Task goal
Transcribe all of the data exactly. Images stay out.

Point-per-instance localization data
+ + + + +

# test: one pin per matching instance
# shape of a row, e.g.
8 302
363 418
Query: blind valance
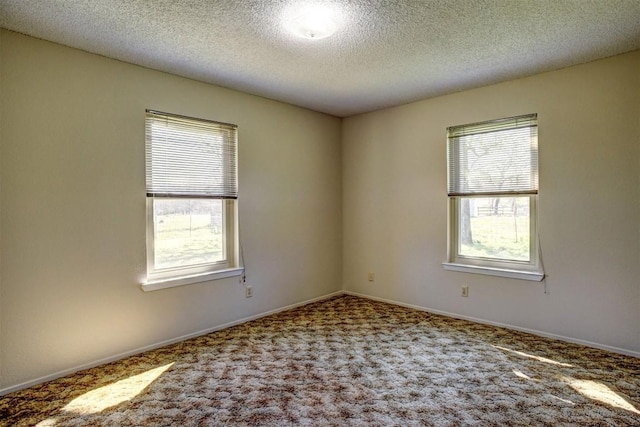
493 158
188 157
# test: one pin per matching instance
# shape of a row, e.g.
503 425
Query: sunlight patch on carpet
110 395
600 392
531 356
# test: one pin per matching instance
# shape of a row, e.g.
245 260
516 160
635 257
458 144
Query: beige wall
395 204
73 208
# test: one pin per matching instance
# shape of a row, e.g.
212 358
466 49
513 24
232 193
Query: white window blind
493 158
187 157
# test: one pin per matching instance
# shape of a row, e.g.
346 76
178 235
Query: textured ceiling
385 52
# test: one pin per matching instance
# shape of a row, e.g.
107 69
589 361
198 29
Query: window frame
229 225
161 278
524 270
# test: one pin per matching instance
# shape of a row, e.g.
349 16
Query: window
492 188
191 174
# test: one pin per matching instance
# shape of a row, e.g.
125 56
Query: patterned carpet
346 361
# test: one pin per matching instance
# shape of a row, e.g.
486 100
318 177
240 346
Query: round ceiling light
312 21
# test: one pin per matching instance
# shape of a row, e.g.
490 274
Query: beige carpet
345 361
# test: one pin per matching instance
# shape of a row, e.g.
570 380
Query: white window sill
535 276
154 285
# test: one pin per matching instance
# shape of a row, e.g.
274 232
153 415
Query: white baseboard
136 351
502 325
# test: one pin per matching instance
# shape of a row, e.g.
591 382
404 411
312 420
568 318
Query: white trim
502 325
139 350
493 271
188 280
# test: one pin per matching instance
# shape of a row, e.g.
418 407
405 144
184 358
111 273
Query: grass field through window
188 239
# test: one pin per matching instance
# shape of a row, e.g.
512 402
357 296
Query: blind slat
187 157
493 158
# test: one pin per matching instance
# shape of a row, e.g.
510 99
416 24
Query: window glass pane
188 232
494 227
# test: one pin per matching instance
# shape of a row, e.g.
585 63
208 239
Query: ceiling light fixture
312 21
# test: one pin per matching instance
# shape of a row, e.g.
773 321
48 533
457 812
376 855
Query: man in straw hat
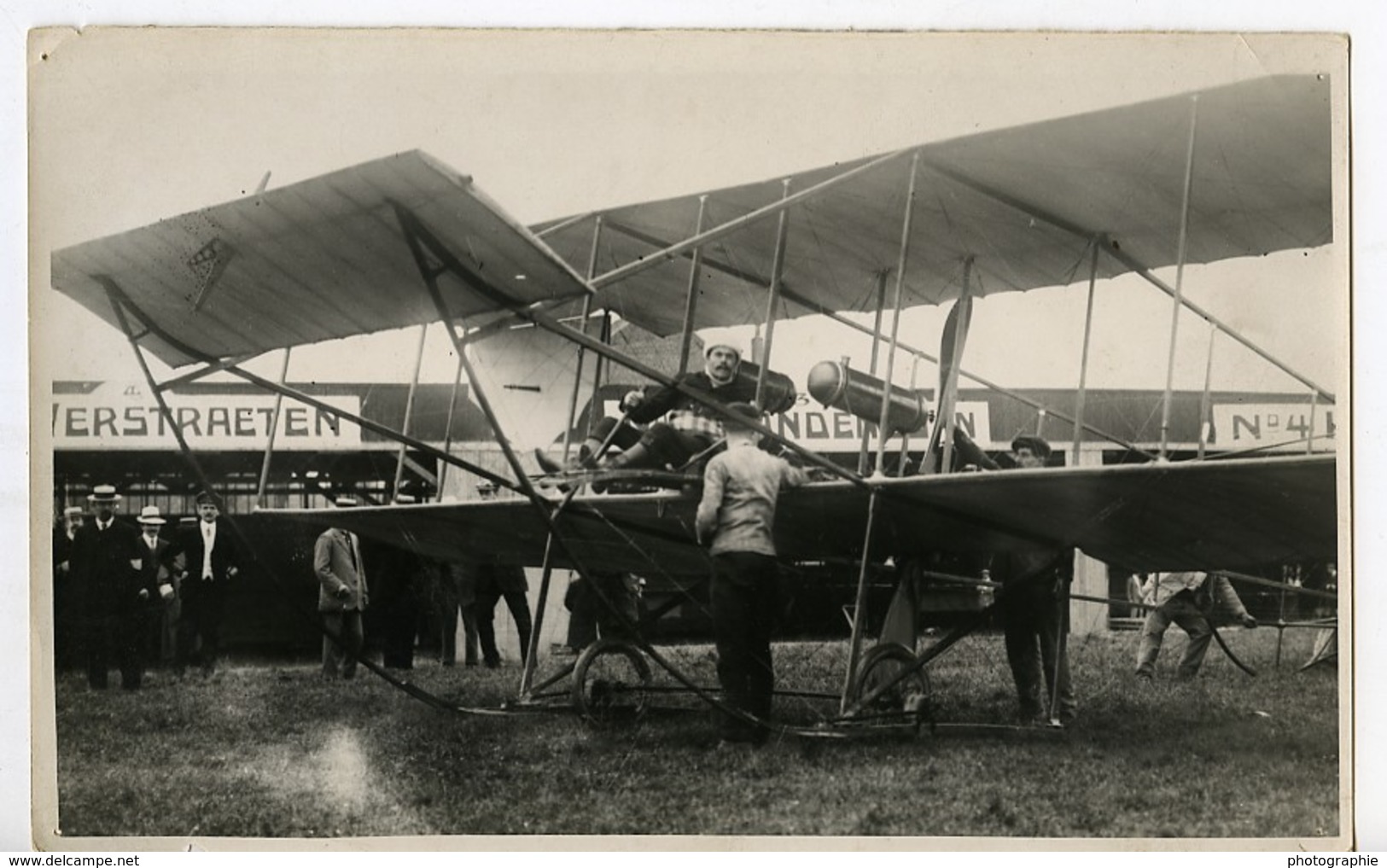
157 573
1035 608
737 516
206 562
106 568
688 426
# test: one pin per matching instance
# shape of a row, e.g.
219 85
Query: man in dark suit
67 602
341 597
204 565
161 621
106 562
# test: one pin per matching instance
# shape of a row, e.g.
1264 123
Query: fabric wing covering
1196 515
326 258
312 261
1023 203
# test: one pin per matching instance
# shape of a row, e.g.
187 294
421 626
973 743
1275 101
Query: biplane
1235 171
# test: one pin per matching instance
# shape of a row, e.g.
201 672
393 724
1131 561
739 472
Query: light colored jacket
1215 597
337 565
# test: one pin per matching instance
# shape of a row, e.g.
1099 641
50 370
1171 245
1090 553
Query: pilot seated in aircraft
685 426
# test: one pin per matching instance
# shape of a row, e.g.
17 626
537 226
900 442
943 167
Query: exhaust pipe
841 387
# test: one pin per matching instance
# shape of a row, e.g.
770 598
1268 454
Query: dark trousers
743 598
115 635
469 632
204 603
1035 628
519 606
340 657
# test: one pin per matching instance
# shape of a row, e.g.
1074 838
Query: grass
272 750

+ + + + +

Task solution
# test: one pin per matching instance
# shape of a row, e.g.
8 302
363 418
Query: blind valance
493 158
188 157
# test: one pin per matching instance
# shape of a row, e.g.
503 425
Query: sunlight patch on carpet
110 395
600 392
531 356
# test: one pin per matching instance
# shape of a row, e.g.
245 260
516 160
635 257
458 144
Query: beige wall
395 204
73 208
# test: one pin per matching instance
# shape of a row, e.g.
212 358
466 49
513 24
232 193
Query: white window blind
493 158
187 157
# test: one pin per matching instance
# shape of a row, e.g.
346 76
178 235
Query: textured ceiling
385 52
# test: one pin per matching instance
# shape of a row, e.g.
107 69
589 361
198 29
Query: window frame
229 225
161 278
524 270
# test: one pin per matching instance
# shape of a row, e.g.
349 16
Query: window
492 188
191 174
# test: one pin per matching instance
# shape of a row, e.g.
125 56
Query: patterned carpet
346 361
# test: one pin per matching instance
# shape of a row, e.g.
486 100
318 177
240 346
Query: round ceiling light
312 21
# test: one pin per matching instance
# shape of a row, e.g.
490 274
Query: beige carpet
345 361
# test: one pin per matching instance
# shape of a row, e.g.
570 380
Query: white window sill
535 276
154 285
# test: one pin per matching instance
# shape of a row, e.g.
274 232
153 415
Query: white baseboard
136 351
502 325
# test: one pin per matching instance
# shape of a row, e.g.
591 382
404 411
312 420
568 318
Query: white trim
502 325
139 350
493 271
188 280
# test: one pin per matching instance
# shape of a row, e.g.
418 407
405 144
184 358
111 273
Query: grass field through window
188 239
# test: one pin per matching instance
# shape of a row, e.g.
512 402
357 296
Query: blind slat
187 157
493 158
# test: one pin per matching instance
# shape of a row, e.g.
510 99
416 24
Query: window glass pane
188 232
494 227
# test: one pin per matching instance
# shape of a row, e.g.
585 63
208 239
Query: ceiling light fixture
312 21
# test: one pin per matching instance
# shape of a row, e.g.
773 321
48 533
457 812
376 855
Query: man in straw hat
157 573
1035 608
737 516
206 562
106 568
688 426
# test: one pin per matching instance
# shape of a row, e.g.
219 85
Query: man in dark suit
67 602
341 597
204 565
161 621
106 562
# test: one pin per matching instance
# shape of a row, e.g.
1264 123
Query: fabric wing covering
1196 515
326 258
312 261
1023 203
# test: one pin per matching instance
# shape of a row, e.g.
187 294
421 626
973 743
1275 101
Query: biplane
1235 171
# test: one pin per matching instance
# shape of a row, e.g.
201 672
393 724
1131 561
739 472
Query: light colored jacket
1215 597
337 565
# test: one pin per matching instance
# shape of a row, e.g.
1099 641
50 370
1171 245
1090 553
Query: pilot seated in aircraft
685 426
# test: one pin per matching instance
# shape of a row, e.g.
17 626
537 226
900 442
943 167
Query: exhaust pipe
841 387
# test: one pin per matching instance
# shape of a row, e.g.
770 598
1268 454
Query: dark trousers
743 598
115 635
469 632
204 603
1035 628
519 606
340 657
# test: one pin per matching instance
# shape of a row, e.g.
1074 838
Query: grass
272 750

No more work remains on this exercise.